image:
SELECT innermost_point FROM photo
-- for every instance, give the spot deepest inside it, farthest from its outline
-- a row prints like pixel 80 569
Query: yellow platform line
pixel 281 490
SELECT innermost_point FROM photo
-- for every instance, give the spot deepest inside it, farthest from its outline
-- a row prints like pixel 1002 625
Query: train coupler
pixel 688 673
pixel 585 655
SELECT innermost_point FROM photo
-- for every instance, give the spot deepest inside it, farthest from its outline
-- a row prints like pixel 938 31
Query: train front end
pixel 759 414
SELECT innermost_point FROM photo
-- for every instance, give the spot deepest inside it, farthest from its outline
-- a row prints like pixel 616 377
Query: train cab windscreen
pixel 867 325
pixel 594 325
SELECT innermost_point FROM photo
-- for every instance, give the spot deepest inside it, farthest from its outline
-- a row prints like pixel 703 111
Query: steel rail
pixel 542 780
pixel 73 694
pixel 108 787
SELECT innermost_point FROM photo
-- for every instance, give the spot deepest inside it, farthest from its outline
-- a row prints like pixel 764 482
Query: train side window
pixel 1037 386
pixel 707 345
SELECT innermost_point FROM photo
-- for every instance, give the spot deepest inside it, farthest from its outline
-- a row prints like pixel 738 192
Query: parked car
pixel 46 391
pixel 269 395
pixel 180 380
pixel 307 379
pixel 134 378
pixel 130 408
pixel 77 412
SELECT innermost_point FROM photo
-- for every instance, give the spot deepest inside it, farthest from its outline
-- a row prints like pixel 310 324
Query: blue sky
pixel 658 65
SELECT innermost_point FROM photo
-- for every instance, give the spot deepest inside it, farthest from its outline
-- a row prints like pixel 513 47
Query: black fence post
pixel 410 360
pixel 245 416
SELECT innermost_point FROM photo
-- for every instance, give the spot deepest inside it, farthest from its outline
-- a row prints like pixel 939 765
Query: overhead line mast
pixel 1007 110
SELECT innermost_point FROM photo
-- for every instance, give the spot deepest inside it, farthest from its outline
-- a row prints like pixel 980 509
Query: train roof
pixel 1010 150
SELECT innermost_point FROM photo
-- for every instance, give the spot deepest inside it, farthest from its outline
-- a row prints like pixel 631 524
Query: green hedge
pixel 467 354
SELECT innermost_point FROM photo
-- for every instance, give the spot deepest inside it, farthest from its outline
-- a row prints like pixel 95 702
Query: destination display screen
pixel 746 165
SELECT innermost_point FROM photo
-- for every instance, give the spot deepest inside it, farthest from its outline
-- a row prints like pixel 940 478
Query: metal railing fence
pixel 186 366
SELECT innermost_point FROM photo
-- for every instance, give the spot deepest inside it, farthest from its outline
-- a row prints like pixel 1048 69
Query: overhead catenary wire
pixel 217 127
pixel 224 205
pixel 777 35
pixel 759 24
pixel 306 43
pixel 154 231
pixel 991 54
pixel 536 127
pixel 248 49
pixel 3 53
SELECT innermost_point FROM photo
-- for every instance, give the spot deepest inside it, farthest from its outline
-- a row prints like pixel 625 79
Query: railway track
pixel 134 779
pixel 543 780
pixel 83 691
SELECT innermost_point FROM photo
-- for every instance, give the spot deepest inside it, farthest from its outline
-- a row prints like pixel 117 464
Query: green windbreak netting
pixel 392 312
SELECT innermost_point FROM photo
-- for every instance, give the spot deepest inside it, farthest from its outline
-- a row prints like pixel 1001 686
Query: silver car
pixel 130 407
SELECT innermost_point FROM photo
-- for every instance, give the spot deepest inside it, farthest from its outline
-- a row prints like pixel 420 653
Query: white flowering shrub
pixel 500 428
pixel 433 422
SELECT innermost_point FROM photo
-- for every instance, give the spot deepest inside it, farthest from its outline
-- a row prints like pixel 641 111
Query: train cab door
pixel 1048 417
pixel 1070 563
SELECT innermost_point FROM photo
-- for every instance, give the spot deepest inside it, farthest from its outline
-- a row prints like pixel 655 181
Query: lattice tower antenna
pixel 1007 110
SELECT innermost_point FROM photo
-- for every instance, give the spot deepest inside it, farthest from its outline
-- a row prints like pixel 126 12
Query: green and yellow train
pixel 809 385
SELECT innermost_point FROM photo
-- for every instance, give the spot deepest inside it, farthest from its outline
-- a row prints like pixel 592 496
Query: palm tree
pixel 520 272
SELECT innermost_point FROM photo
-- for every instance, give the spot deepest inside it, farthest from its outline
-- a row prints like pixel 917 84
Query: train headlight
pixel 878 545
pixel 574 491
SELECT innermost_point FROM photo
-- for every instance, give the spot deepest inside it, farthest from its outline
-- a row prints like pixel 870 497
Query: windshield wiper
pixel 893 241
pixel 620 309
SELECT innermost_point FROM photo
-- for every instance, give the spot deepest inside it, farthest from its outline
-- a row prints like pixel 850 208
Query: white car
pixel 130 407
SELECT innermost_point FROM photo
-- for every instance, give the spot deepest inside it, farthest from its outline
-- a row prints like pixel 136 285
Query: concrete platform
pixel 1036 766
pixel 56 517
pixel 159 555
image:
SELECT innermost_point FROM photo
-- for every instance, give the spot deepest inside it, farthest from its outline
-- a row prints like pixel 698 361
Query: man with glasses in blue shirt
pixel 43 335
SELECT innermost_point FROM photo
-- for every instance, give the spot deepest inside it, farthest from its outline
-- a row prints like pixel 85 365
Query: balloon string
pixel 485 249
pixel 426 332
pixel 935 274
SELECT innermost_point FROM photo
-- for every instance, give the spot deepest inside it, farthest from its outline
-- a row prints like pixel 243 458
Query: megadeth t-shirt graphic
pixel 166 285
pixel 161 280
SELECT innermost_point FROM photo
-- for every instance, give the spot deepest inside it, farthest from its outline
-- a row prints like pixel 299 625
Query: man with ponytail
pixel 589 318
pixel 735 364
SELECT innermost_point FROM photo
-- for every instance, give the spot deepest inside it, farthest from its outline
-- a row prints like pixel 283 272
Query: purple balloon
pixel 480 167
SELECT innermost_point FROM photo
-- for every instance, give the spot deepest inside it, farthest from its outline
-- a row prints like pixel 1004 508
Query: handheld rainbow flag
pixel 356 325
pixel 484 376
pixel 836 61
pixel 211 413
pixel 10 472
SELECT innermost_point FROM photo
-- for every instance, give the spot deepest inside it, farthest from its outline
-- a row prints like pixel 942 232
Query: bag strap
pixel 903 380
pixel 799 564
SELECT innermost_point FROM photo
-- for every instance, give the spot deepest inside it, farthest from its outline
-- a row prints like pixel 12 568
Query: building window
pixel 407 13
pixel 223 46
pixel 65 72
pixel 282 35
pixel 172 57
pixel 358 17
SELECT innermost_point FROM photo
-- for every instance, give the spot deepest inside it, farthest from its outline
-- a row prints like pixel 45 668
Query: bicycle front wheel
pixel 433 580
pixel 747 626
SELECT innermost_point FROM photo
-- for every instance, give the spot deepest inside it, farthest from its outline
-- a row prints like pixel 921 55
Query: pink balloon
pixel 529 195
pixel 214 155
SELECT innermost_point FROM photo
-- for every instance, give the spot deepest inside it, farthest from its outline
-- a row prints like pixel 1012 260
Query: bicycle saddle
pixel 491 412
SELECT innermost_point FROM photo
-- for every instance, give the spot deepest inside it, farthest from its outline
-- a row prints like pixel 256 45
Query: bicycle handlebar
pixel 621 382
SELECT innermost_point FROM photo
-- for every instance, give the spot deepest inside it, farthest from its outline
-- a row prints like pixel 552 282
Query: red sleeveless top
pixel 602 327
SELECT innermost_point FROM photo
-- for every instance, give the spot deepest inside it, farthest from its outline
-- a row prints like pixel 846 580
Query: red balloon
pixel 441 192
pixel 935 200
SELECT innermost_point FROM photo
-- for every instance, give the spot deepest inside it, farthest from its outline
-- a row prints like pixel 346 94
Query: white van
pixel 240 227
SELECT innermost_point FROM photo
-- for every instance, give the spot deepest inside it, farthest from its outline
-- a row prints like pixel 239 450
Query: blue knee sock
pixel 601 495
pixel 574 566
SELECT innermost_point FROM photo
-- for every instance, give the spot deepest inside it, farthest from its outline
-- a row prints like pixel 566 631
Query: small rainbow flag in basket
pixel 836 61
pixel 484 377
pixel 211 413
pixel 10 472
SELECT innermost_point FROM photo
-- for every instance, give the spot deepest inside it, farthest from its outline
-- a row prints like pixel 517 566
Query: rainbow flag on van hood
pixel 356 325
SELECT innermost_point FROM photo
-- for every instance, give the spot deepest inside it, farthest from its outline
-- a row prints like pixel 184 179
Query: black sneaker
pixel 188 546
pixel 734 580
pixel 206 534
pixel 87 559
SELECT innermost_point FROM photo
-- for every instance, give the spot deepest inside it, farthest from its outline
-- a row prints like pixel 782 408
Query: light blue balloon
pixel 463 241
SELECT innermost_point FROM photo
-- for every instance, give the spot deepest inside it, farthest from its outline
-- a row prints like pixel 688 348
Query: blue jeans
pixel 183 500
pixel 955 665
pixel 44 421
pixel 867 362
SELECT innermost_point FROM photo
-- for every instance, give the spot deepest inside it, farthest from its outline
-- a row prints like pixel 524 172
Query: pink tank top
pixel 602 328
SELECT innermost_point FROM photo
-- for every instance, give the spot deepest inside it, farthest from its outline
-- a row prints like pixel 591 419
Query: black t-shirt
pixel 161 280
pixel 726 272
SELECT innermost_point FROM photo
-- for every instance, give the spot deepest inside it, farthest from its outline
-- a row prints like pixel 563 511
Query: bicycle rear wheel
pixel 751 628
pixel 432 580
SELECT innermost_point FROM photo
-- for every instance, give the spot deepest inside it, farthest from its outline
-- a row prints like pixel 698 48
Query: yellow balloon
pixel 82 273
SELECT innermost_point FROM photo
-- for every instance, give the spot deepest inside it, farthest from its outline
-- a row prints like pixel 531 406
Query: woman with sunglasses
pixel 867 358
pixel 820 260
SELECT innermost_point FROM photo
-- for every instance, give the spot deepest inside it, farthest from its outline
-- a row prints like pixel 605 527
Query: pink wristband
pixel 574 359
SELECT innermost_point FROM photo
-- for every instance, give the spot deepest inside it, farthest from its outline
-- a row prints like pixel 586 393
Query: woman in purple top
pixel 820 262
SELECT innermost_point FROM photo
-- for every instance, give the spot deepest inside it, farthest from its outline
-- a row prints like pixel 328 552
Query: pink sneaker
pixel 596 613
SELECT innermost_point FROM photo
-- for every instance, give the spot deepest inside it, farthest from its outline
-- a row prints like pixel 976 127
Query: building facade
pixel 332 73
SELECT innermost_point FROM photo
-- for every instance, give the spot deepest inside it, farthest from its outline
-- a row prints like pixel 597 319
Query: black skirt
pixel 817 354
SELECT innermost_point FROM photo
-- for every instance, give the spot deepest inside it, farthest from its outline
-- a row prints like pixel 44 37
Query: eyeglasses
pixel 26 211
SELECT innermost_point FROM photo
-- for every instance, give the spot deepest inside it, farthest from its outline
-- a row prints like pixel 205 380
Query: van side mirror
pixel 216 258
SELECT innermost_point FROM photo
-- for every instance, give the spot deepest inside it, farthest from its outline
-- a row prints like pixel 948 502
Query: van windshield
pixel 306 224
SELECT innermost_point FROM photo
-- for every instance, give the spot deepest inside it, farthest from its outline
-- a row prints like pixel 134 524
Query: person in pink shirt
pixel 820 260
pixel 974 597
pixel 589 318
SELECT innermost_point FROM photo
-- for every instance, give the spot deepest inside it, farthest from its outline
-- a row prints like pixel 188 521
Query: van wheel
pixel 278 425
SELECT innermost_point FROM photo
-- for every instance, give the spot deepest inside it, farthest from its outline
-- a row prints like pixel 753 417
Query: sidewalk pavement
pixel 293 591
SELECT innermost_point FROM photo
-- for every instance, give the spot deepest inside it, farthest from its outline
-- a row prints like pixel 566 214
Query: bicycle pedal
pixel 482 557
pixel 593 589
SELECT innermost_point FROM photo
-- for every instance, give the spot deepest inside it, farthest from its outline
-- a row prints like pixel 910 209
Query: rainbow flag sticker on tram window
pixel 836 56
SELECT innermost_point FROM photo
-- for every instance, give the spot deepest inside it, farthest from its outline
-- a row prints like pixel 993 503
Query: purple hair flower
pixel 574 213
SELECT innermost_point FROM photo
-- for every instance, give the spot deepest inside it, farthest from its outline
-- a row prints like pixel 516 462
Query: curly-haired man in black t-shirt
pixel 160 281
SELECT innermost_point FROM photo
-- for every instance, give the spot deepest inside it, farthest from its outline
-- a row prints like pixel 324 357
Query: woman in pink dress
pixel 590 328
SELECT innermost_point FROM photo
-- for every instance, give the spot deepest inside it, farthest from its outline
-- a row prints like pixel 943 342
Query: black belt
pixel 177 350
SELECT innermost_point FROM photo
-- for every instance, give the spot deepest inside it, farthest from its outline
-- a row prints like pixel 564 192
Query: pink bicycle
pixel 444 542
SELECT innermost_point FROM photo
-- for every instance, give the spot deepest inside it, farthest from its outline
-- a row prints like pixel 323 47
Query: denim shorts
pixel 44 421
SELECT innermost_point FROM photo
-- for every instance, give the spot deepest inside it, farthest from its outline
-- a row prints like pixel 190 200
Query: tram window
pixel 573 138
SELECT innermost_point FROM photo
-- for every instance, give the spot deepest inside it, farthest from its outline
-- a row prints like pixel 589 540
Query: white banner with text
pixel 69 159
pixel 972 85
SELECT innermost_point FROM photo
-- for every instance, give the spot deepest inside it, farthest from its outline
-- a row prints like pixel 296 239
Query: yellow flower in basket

:::::

### [Task to complete]
Pick out every line above that contains the word "green" and copy each one unchanged.

### [Answer to the exercise]
Query: green hedge
Query: green windbreak netting
Query: green and yellow train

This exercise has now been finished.